1. Original Entry + Comments2. Write a Comment3. Preview Comment


October 16, 2014  |  Playing with the Tumblr API: Part 3  |  4974 hit(s)

Carrying on with adventures using the Tumblr API. (Part 1, Part 2)

As noted, I decided that I wanted to create a local HTML file out of my downloaded/exported Tumblr posts. In my initial cut, I iterated over the list of TumblrClass instances that I'd assembled from the downloaded posts, and I then wrote out a bunch of hard-coded HTML. This worked, but was inflexible, to say the least—what if I wanted to reorder items or something?

So I fell back on yet another old habit. I created a "template" of the HTML block that I wanted, using known strings in the template that I could swap out for content. Here's the HTML template layout, where strings like %%%posttitle%%% and %%%posturl%%% are placeholders for where I want the HTML to go:
<!-- tumblr_block_template.html -->
<div class="post">
    <div class="posttitle">%%%posttitle%%%</div>
    <div class="postdate">%%%postdate%%%</div>
    <div class="posttext">%%%posttext%%%</div>
    <div class="postsource">%%%postsource%%%</div>
    <div class="posturl"><a href="%%%posturl%%%"
        target="_blank">%%%posturl%%%</a></div>
    <div class="postctr">[%%%postcounter%%%]&nbsp;
        <span class="posttype">%%%posttype%%%</span>
    </div>
</div>
The idea is to read the template, read each TumblrClass item, swap out the appropriate member for the placeholder, and build up a series of these blocks. Here's the code to read the template and build the blocks of content:
html_output = ''
 
html_file = open('c:\\Tumblr\\tumblr_block_template.html', 'r')
html_block_template = html_file.read()
html_file.close()
 
ctr = 0
for p in sorted_posts:
    new_html_block = html_block_template
    ctr += 1
    new_html_block = new_html_block.replace('%%%posttitle%%%', p.post_title)
    new_html_block = new_html_block.replace('%%%postdate%%%', p.post_date)
    new_html_block = new_html_block.replace('%%%posttext%%%', p.post_text)
    new_html_block = new_html_block.replace('%%%postsource%%%', p.post_source)
    new_html_block = new_html_block.replace('%%%posturl%%%', p.post_url)
    new_html_block = new_html_block.replace('%%%postcounter%%%', str(ctr))

* * * * * * *

Complete the following:
1 - From the Tumblr API post, reproduce the passage starting with "Carrying on with" and going on through "items or something?".
2 - Name every placeholder string that appears in the HTML template in the Tumblr API post.
3 - What date does the Tumblr API post carry?
The lines that come next are from a different source than this text.

* * * * * * *

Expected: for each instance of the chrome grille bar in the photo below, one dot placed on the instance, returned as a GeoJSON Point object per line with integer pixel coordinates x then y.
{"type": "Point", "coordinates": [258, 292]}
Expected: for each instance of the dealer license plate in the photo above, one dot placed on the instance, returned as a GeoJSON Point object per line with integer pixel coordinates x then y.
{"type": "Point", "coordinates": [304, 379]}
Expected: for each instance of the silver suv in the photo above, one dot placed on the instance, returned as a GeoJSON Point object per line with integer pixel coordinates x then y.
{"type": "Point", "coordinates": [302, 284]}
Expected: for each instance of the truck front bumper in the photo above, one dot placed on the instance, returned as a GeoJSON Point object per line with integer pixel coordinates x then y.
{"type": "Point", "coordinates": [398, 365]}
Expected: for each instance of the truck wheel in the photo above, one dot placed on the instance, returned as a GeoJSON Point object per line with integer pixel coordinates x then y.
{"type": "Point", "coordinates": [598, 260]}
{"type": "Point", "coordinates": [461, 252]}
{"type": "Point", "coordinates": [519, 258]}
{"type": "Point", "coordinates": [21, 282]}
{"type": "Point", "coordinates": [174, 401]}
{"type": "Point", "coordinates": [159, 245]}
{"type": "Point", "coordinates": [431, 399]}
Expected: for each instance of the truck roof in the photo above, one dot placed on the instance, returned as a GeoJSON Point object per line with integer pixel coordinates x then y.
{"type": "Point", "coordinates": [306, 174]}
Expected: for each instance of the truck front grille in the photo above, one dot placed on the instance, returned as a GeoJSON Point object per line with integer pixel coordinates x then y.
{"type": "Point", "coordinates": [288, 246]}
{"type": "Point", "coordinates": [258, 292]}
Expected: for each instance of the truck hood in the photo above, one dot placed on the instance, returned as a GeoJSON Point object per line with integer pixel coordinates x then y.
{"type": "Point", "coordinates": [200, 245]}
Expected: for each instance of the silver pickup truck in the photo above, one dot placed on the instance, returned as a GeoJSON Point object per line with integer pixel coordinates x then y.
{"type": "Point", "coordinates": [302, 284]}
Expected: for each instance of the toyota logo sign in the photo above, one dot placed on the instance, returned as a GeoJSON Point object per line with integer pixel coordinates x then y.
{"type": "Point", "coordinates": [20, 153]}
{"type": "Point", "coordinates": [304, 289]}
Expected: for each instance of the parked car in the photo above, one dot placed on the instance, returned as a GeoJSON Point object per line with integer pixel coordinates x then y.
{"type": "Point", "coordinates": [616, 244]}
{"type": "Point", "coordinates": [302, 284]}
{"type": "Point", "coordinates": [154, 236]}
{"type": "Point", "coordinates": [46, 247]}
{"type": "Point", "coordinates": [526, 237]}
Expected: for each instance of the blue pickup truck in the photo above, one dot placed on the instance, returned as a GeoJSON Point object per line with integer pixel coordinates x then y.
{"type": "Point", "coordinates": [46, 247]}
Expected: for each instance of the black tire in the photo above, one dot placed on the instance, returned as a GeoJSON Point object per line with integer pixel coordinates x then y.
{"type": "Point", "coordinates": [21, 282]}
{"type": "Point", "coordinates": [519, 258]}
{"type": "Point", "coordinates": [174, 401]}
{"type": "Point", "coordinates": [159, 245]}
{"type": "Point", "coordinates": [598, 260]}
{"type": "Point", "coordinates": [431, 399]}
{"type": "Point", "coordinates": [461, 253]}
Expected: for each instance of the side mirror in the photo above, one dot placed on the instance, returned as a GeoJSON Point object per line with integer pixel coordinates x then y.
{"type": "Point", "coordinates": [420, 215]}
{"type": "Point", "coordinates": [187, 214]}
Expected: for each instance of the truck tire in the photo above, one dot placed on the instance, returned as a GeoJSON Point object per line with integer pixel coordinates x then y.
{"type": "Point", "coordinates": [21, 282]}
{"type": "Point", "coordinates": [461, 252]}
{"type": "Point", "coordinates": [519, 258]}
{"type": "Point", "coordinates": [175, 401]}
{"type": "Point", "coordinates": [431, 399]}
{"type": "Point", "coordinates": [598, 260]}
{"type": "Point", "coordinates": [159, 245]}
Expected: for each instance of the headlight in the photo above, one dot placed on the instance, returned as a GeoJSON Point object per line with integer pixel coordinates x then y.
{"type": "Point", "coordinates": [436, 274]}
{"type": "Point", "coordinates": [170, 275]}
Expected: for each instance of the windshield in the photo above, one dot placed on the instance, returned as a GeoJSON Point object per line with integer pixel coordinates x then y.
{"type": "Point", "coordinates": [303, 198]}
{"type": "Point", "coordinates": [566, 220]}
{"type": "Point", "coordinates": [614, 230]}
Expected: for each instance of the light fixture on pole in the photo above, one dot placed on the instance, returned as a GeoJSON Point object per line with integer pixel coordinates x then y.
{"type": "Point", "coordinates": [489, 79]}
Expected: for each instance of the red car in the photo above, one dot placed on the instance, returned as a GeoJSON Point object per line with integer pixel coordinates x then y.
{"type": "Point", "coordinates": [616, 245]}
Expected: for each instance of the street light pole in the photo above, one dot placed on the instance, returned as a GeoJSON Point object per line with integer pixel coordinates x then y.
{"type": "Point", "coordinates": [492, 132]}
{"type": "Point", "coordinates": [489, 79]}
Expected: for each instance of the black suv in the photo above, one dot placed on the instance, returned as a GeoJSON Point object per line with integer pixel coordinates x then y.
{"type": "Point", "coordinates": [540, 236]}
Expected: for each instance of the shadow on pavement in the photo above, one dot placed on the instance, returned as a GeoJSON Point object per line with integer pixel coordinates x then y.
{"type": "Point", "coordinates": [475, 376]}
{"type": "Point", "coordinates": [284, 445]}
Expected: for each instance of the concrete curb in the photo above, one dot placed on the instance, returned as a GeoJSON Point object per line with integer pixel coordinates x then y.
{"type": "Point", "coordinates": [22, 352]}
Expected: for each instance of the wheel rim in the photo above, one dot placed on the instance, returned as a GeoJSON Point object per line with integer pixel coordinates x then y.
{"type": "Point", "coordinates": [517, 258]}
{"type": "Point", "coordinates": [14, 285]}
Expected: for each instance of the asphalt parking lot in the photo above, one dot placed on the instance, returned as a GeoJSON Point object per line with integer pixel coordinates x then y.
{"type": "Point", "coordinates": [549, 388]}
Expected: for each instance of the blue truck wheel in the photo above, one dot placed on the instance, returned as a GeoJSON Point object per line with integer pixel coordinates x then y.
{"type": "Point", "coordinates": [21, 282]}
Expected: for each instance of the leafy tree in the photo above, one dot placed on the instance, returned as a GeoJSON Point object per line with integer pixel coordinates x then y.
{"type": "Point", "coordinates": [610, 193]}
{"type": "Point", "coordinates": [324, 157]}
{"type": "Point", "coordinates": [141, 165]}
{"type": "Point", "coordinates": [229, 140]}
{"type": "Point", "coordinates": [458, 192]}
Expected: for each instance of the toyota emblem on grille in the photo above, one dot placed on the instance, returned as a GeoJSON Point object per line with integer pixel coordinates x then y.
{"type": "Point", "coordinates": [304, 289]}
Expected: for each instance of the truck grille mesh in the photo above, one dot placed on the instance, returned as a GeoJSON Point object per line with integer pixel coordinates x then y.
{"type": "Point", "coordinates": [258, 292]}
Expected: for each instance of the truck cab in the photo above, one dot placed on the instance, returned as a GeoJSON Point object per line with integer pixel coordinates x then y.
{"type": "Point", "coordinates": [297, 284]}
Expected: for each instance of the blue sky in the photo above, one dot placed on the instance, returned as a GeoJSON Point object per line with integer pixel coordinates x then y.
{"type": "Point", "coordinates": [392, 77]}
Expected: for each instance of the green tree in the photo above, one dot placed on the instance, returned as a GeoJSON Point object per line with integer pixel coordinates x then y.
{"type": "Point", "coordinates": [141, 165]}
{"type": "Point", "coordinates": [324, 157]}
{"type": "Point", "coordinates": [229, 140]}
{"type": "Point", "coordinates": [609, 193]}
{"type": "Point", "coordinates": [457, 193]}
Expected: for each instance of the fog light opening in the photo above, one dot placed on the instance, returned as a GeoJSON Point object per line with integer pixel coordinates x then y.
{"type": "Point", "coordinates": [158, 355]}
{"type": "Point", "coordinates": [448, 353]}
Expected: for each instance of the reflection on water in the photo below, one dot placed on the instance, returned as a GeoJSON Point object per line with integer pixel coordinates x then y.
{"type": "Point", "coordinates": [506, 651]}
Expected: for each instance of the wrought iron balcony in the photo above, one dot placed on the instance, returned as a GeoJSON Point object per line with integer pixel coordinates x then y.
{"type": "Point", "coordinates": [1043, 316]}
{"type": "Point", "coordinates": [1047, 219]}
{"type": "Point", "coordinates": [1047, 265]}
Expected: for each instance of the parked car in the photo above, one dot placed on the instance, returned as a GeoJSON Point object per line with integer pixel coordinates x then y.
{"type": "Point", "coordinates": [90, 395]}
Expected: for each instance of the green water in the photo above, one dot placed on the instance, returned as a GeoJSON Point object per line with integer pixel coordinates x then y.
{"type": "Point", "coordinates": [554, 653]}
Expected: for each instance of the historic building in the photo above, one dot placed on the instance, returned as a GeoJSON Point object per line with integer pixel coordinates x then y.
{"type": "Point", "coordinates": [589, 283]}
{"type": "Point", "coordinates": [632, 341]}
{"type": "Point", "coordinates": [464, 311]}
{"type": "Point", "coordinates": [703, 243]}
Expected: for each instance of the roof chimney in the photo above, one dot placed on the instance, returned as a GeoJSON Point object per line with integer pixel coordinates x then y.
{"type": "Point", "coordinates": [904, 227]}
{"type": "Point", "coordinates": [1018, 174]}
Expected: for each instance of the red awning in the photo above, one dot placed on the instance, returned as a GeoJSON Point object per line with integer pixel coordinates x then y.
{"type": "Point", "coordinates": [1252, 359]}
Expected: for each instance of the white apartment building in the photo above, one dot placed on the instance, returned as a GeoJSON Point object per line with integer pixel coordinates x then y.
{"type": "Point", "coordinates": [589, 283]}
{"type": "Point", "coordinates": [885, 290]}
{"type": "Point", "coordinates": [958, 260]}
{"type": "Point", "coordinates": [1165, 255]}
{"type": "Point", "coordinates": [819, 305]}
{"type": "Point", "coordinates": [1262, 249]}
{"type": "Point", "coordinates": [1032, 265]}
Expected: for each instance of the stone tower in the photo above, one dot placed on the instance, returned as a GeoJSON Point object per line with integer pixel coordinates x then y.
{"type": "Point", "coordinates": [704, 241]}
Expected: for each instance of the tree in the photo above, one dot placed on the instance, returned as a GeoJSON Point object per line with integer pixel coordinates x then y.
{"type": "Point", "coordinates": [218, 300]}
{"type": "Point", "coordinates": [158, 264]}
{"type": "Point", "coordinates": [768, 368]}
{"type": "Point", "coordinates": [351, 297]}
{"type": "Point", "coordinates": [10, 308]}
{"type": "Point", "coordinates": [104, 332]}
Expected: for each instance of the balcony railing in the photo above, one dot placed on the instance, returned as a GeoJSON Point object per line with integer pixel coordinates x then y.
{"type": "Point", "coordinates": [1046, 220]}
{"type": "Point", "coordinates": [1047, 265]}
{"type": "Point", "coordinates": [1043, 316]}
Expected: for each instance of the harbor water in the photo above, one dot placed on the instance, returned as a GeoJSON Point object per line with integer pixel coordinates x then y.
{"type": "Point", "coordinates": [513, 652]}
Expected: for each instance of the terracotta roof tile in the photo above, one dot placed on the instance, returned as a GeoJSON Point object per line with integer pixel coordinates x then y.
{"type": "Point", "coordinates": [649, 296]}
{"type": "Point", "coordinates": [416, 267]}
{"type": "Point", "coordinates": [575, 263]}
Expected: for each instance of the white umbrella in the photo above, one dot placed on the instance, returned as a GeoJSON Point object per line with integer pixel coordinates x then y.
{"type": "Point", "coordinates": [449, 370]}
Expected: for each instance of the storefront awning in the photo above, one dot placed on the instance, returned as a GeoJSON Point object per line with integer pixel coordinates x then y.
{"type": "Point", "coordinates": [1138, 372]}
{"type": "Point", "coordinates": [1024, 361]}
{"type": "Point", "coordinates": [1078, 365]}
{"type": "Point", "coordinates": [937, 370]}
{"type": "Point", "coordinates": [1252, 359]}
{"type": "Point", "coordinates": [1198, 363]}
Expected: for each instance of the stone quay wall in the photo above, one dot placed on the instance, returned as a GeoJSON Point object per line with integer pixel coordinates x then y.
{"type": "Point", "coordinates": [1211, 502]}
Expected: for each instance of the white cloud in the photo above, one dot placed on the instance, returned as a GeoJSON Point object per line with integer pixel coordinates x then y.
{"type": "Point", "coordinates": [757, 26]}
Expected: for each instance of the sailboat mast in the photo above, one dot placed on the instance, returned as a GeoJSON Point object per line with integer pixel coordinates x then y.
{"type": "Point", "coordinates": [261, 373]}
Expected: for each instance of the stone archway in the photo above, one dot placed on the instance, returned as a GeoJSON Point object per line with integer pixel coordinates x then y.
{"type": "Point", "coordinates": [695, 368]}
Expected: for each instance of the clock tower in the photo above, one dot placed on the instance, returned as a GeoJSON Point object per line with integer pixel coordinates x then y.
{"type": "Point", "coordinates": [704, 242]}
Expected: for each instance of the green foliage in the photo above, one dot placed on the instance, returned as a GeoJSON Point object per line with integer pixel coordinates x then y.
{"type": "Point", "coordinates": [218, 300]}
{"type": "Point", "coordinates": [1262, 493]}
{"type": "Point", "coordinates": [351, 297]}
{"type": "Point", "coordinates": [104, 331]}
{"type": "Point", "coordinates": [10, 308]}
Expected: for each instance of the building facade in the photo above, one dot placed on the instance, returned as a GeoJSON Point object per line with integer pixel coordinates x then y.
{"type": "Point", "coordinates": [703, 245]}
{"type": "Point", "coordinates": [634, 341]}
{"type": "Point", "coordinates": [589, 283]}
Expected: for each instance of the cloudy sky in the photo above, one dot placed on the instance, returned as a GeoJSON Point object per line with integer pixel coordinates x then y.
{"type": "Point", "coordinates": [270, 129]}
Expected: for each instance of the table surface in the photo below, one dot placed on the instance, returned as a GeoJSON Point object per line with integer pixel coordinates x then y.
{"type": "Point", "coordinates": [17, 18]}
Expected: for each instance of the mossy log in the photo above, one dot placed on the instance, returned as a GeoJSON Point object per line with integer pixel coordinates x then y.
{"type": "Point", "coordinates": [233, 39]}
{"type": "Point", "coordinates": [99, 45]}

* * * * * * *

Responses by task:
1 -
Carrying on with adventures using the Tumblr API. (Part 1, Part 2)

As noted, I decided that I wanted to create a local HTML file out of my downloaded/exported Tumblr posts. In my initial cut, I iterated over the list of TumblrClass instances that I'd assembled from the downloaded posts, and I then wrote out a bunch of hard-coded HTML. This worked, but was inflexible, to say the least—what if I wanted to reorder items or something?

2 - %%%posttitle%%%, %%%postdate%%%, %%%posttext%%%, %%%postsource%%%, %%%posturl%%%, %%%postcounter%%%, %%%posttype%%%

3 - October 16, 2014